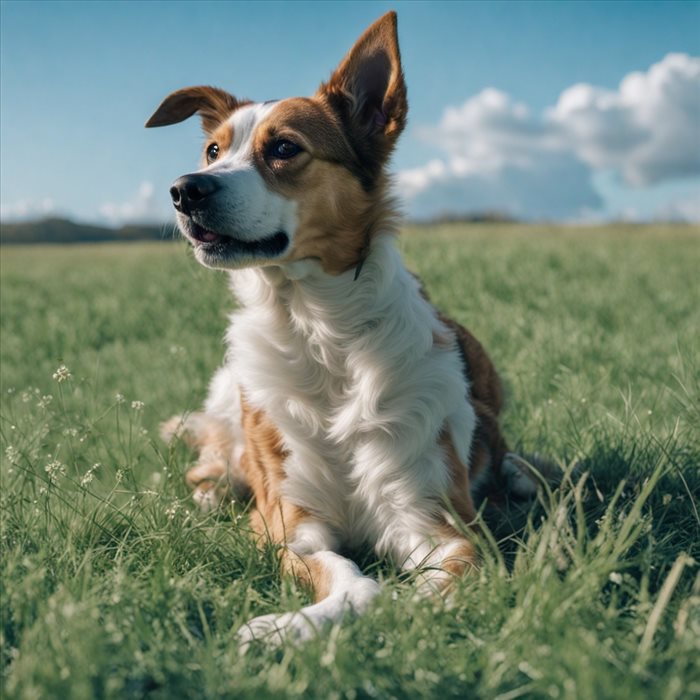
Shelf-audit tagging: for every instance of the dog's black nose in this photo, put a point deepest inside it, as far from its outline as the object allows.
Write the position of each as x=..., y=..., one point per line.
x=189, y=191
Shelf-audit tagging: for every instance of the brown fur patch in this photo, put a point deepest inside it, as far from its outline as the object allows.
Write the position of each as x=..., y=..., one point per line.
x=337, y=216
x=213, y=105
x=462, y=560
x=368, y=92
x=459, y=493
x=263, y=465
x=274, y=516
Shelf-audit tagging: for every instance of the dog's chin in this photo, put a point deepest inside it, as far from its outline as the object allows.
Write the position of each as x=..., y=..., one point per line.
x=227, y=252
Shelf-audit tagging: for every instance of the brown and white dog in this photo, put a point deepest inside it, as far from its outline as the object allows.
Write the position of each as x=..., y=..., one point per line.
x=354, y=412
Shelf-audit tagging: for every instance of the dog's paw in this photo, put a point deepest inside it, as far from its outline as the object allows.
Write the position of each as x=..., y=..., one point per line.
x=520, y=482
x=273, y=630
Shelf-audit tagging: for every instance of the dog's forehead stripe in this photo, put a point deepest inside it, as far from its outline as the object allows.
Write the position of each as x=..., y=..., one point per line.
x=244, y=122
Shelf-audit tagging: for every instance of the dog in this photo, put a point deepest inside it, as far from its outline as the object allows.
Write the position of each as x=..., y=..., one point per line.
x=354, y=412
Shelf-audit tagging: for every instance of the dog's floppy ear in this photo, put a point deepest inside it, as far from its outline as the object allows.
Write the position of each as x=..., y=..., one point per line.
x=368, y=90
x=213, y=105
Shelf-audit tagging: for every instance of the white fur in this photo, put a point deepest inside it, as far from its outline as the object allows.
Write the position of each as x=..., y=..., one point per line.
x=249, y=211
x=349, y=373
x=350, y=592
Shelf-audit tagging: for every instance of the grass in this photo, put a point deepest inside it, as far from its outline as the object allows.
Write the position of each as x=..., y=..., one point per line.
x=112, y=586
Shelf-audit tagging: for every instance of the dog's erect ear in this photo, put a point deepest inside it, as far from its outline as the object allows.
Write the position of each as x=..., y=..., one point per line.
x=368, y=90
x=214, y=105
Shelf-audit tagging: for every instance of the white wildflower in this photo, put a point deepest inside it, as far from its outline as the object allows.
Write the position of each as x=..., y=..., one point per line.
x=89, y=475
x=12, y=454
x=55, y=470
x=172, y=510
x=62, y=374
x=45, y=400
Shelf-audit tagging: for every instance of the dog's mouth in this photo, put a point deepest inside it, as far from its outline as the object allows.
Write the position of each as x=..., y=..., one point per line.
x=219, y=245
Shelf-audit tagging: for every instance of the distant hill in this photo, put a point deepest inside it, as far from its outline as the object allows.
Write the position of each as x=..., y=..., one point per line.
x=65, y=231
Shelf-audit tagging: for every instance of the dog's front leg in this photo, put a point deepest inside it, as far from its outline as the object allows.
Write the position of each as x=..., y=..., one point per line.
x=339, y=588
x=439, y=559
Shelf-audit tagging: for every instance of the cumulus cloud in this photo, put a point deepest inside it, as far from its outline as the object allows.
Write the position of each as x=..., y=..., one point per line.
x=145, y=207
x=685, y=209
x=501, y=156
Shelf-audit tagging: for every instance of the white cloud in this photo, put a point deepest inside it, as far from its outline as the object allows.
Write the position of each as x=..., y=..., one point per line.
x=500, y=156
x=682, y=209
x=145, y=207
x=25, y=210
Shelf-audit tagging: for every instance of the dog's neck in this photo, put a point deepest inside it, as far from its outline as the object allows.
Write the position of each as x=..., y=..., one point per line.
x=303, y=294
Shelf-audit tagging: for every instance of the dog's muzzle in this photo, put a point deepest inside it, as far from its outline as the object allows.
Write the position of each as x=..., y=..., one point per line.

SET PROBLEM => Copy all of the data above line for line, without the pictures.

COMPLETED TASK =>
Shelf-audit tagging: for every instance of the dog's black nose in this photo, put a point deepest inside it, as far from its outline as the object allows.
Write the position of each as x=..., y=..., one point per line.
x=189, y=191
Shelf-audit tagging: for every instance of the brown fur patch in this photo, put a point deepest inside it, as far from its outline as the object allows.
Write the position of each as x=..., y=..., one point per line.
x=337, y=216
x=213, y=105
x=462, y=560
x=368, y=92
x=459, y=493
x=263, y=465
x=274, y=516
Shelf-audit tagging: for every instance of the dog's chin in this photo, put a point deepest inside it, as far from its outline as the object allows.
Write the position of each as x=..., y=..., one point per line.
x=227, y=252
Shelf-audit tagging: for every instance of the brown and white dog in this photo, put a point deepest inside it, as far from its outline as the object allows.
Write the position of each as x=..., y=..., one point per line.
x=354, y=412
Shelf-audit tagging: for every instance of the dog's paw in this photo, put a point deepest inside it, as far from its outline as the object allows.
Write the position of each as x=..., y=..., one point per line.
x=520, y=482
x=273, y=630
Shelf-audit tagging: for every instance of the dog's forehead stripe in this photo, put a point deepest inside it, as far from its outline as the object allows.
Write the position of each as x=..., y=..., one point per line.
x=244, y=122
Shelf-audit tagging: for every instance of the dog in this photo, put a point deepest inside it, as far from its outline as the object allows.
Write the position of each as x=..., y=..., one point per line.
x=354, y=412
Shelf-audit tagging: for every instance of the dog's floppy ear in this photo, put a point deepest inside it, as far from its outline as the object allows.
Write the position of each as x=..., y=..., one point per line.
x=368, y=90
x=213, y=105
Shelf-audit tagging: for every instance of the white fur in this photo, put a point deepest inside it, as far from its outline as the object allows.
Write the position of each as x=..., y=..., one point per line.
x=249, y=211
x=349, y=373
x=350, y=592
Shelf-audit tagging: for every instance of the grass in this photo, put a point deepest inside it, as far from its outline as the object allows.
Write the position of each as x=..., y=..., one point per line.
x=112, y=586
Shelf-audit tagging: for every instance of the dog's erect ear in this photo, put a point deepest inside it, as far from its outline as the object allows.
Write the position of each as x=..., y=..., one point per line.
x=368, y=90
x=214, y=105
Shelf-audit tagging: for every instance of the white wildflower in this photo, put a point deepest inside it, as far from its outline as the object allows.
Write the position of each as x=..., y=..., one point per line.
x=89, y=475
x=12, y=454
x=55, y=470
x=172, y=510
x=62, y=374
x=45, y=400
Shelf-audit tagging: for every instance of the dog's mouth in this photo, put a point deepest inside it, as far from its outline as the object allows.
Write the position of each as x=..., y=..., one point per line.
x=219, y=245
Shelf-audit tagging: for every instance of the distant hill in this photo, put a point deepest inside it, as far from its outline as the object allows.
Write the position of each as x=..., y=..., one point per line.
x=65, y=231
Shelf-audit tagging: for every instance of the dog's front leg in this photo, put a point deepest inside it, as far from its outline as the object allows.
Write the position of each as x=..., y=..., one point per line.
x=339, y=588
x=439, y=559
Shelf-audit tagging: for every instance of the cumulus cloud in this photo, put a point deepest inside it, as far from its outline as the object allows.
Write the position of each as x=..., y=..., one point per line.
x=145, y=207
x=685, y=209
x=501, y=156
Shelf-audit tagging: for every instance of the white cloud in this photo, put a point deepest inside it, as far from its outline as the object allows.
Write the position of each as x=..., y=..., one point per line.
x=500, y=156
x=682, y=209
x=145, y=207
x=25, y=210
Shelf-audit tagging: for every instance of the dog's neck in this photo, put a point deepest inside it, as far from its outline as the object allows.
Write the position of each as x=..., y=..., one point per line.
x=303, y=294
Shelf-audit tagging: for every instance of the dog's muzzle in this photo, put a point deepest inside it, as far from its outline as the object allows.
Write the position of each as x=..., y=..., one point per line.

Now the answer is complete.